TASK ITEM: Extend the commentary on the Snake Eater remaster, picking up after its final sentence.

EXTRACT PROVIDED:

Snake Eater engaged in playful variety, focused more intensely on the consequence of your choices, not in the “Choices matter! Your choices will affect the story!” shtick, but instead playing in the field where your choices really matter: the gameplay progression.

In the early game, off the beaten path, you can find an enemy camp with a helicopter. If you manage to blow up the helicopter, it will no longer hunt you when you ascend a mountain later on in the game. The boss fight against The End, an elderly sniper, can be skipped either by shooting his wheelchair when first introduced to him or by simply waiting him out and having him die of old age. The soldiers you kill will haunt you during The Sorrow boss fight, extending the river crawl of death, forcing you to confront your sins. Furthermore, the open jungles can be expanded into the vast vistas we know from Phantom Pain, and the Unreal engine can give Snake Eater a modern spin. Both games can bleed easily into each other due to them both possessing variety of gameplay and an emphasis on player choice and its consequences.

My affinity for the remaster will not only depend on the improvement of its mechanics, but on how they affect, touch-up or re-write the story, as I believe Snake Eater’s themes are relevant even in today’s world, and should remain untouched.

Image courtesy of VG47. Copyrighted material by Konami.

John, codename Naked Snake, works as a spy for a newly formed American tactical espionage unit during the Cold War. After a failed attempt to extract a Soviet scientist famed for his creation of weapons of war, Snake is betrayed by his mentor, aptly named The Boss, who has defected to the USSR. She assists Colonel Volgin in setting off a small nuclear explosion, which devastates the neighboring region. This causes tension between the Kremlin and the White House, who accuse the United States of the attack, both sides fear the escalation will be the birth of a new nuclear war. To settle the matter, Snake is given three mission objectives to defend America’s innocence on the matter:

  • Stop Volgin’s faction
  • Destroy the Shagohod, a proto-Metal Gear with nuclear firepower
  • Kill The Boss

This is a brief set-up of the plotline, spoilers for the nearly twenty-year-old game below. You have been warned.

All of Kojima’s entries in the Metal Gear series are staunch anti-war games. They showcase not only the devastation of armed conflict, but how they affect individuals on a personal level — the burden soldiers carry when they commit atrocities and violence for their country. The game deals with themes of patriotism and nationalism.

DATA PROVIDED:
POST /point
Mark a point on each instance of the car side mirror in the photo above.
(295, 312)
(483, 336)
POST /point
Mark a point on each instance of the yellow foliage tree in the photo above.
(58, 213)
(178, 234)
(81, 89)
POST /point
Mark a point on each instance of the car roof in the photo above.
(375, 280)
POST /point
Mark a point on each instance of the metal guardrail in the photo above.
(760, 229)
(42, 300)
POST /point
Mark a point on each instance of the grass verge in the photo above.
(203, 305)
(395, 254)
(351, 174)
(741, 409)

---

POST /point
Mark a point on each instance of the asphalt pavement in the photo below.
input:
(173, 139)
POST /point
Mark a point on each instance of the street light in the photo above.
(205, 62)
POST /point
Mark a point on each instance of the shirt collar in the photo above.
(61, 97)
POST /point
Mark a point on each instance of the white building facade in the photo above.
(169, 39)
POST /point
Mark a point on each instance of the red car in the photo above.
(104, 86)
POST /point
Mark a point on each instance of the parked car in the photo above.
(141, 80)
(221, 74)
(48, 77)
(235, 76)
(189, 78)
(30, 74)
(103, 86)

EXERCISE RESPONSE:
The Boss is the only true patriot in the game. She willingly accepts the brand of traitor and death at the hands of her former mentee, all for the love of her country. She was acting as a double spy of sorts, aiding a shadowy organization that controls world politics and economies. In this, we see the sad reality of being a soldier. Your country will never love you as much as you love it. Clinging to ideas demarcated by borders and nationality only portends doom. To the Boss, it cost her everything. Her lover, her child, her own life was lost in the service of her country. History will forever mark her as a disgrace, an enemy of the country she poured everything into. How insidious American exceptionalism is, that it kills even those who love it.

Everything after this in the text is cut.